TEXT PROVIDED:
>>>

Not that it was an easy path to movie fame. Initially titled Antichrist, the script was rejected, according to legend (and there is a lot of legend circulating around The Omen, some of it, apparently, true) rejected by every studio in town, including Fox. Finally, on the eve of the project’s destruction, the script came to Richard Donner via an agent friend. Donner, an experienced TV pro, was seeking entry into the illustrious realm of movie directing. Stories conflict, but Donner was about to have dinner with Alan Ladd, Jr., then head of production at Fox, and having sat and read the script in one enthralled sitting, took the opportunity of the dinner to re-pitch the film, which this time, Ladd accepted. Mutatis mutandis, the film went into production quickly thereafter, with Donner enjoining Seltzer to make significant changes in the text (including a couple more title changes, to The Birthmark, and then The Omen). Seltzer’s main mandate was to remove all evidence of hocus pocus, cloven feet, red tails, and other impedimenta of Satan tales since time immemorial, or at least Dante, all the way up to Rosemary’s Baby.
Donner wanted a “clean” text, one that could be interpreted in numerous ways, not unlike The Exorcist, its obvious progenitor. Is Damien really the spawn of woman and wolf? Or is diplomat Robert Thorn (Gregory Peck) really crazy, in an escalatingly nutty trap with his wife Katherine (Lee Remick). Donner must have been right, as his film made some $28 million dollars upon initial release from a $2+ million dollar budget, spawning two sequels, a TV movie, a short-lived TV series, and a recent remake. The Omen it appears, is the franchise that Fox turns to in tough times, or whenever the date June 6 Something6 pops up in the calendar.
The recent special edition The Omen (Fox Home Entertainment, No. 29 in its Collector’s Edition series, 1978, 111 minutes, color, R, 2.35:1 enhanced, two single sided dual layered discs, Dolby Digital Mono, Dolby Digital 5.1 in English, Spanish, and French, with English and Spanish subtitles, animated musical menu with 36-chapter scene selection, 6-page insert with chapter titles, trivia, pix, dual DVD keep case, $26.96, released on Tuesday, June 20, 2006; supersedes a DVD published in September 2000) disc’s celebratants, such as Wes Craven, recall how topnotch the film was. However, I recall that Omen was rather mocked by reviewers. Ebert in the Chicago Sun-Times wrote “The Omen takes all of this terribly seriously, as befits the genre that gave us Rosemary’s Baby and The Exorcist. What Jesus was to the 1950s movie epic, the devil is to the 1970s, and so all of this material is approached with the greatest solemnity, not only in the performances but also in the photography, the music and the very looks on people’s faces.” and Bill Kelley in Cinefantastique (Vol. 7, No. 3) perhaps put it best when he noted that it was a “flabby series of mechanical vignettes.” Some, like Kelley, thought that the sequel, directed by actor-turned-director Don Taylor, was better, which no doubt had to be bitterness and gall to Donner whose insight had established the future franchise’s credentials.

<<<

Records from a data source:
>>>

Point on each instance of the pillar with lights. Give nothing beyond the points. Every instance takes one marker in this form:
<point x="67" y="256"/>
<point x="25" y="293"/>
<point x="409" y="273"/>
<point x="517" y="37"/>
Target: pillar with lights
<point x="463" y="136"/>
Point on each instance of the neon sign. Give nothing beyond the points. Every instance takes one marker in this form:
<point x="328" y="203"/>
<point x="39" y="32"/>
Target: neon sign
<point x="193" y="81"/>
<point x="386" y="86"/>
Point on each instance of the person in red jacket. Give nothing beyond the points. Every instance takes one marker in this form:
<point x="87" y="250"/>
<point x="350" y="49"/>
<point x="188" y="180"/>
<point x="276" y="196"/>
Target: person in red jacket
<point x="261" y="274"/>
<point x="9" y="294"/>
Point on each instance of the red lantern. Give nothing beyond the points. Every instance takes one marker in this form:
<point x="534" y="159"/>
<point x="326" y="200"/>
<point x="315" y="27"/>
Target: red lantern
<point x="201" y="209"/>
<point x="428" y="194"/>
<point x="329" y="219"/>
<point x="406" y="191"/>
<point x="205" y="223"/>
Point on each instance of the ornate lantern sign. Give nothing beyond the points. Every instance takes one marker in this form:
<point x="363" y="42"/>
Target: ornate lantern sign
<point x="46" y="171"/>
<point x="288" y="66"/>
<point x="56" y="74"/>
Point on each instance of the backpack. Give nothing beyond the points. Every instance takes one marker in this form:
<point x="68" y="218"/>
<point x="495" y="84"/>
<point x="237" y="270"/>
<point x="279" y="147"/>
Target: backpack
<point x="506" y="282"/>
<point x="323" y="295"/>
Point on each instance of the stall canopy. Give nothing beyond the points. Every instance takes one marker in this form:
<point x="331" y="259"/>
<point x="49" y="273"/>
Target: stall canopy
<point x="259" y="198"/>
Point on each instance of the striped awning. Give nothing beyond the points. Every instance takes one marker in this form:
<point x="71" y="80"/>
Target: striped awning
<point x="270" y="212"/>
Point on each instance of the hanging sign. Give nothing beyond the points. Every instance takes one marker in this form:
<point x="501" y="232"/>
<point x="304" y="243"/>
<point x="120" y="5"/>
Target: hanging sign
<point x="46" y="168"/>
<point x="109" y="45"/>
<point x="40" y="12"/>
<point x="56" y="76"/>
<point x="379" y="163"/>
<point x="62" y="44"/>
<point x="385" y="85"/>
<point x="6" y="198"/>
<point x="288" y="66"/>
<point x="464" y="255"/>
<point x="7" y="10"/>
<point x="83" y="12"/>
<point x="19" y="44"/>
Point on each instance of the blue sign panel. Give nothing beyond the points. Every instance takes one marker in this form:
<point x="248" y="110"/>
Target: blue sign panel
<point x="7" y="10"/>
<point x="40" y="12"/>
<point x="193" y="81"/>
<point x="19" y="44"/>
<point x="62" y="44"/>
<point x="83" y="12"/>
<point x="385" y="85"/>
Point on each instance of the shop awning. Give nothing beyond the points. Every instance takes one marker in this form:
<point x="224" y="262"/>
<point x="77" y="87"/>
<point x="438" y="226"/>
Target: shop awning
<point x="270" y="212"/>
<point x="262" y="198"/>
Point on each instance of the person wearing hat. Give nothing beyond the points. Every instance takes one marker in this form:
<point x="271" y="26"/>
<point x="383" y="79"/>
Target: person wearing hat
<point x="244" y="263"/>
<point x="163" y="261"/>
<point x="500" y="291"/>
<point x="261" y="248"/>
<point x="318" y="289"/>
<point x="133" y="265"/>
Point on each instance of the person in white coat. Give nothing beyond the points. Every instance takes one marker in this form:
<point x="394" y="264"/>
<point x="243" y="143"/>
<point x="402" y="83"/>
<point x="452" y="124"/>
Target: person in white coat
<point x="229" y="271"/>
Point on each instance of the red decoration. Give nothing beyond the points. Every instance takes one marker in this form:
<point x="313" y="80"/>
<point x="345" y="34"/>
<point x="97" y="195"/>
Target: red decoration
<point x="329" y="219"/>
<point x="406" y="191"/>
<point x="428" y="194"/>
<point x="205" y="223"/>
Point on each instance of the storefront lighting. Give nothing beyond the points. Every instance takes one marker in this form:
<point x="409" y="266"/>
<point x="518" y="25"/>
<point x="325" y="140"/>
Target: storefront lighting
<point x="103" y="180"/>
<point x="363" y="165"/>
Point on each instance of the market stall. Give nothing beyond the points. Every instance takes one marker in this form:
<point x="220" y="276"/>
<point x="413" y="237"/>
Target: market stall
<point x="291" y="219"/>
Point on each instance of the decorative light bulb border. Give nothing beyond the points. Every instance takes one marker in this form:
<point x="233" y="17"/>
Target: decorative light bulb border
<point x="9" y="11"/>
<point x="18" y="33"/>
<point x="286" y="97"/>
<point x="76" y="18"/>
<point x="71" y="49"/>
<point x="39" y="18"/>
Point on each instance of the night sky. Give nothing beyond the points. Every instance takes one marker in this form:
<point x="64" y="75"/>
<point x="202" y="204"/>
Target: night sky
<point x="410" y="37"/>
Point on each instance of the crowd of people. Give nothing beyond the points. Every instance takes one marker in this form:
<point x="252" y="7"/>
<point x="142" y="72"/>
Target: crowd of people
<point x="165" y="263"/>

<<<

GIVEN PROBLEM 1:
In the text about The Omen, what was the script's initial title?
GIVEN PROBLEM 2:
Reproduce word for word the part of the text about The Omen that opens with the words containing "Donner wanted a" and closes with "in the calendar.".

EXERCISE RESPONSE 1:
Antichrist

EXERCISE RESPONSE 2:
Donner wanted a “clean” text, one that could be interpreted in numerous ways, not unlike The Exorcist, its obvious progenitor. Is Damien really the spawn of woman and wolf? Or is diplomat Robert Thorn (Gregory Peck) really crazy, in an escalatingly nutty trap with his wife Katherine (Lee Remick). Donner must have been right, as his film made some $28 million dollars upon initial release from a $2+ million dollar budget, spawning two sequels, a TV movie, a short-lived TV series, and a recent remake. The Omen it appears, is the franchise that Fox turns to in tough times, or whenever the date June 6 Something6 pops up in the calendar.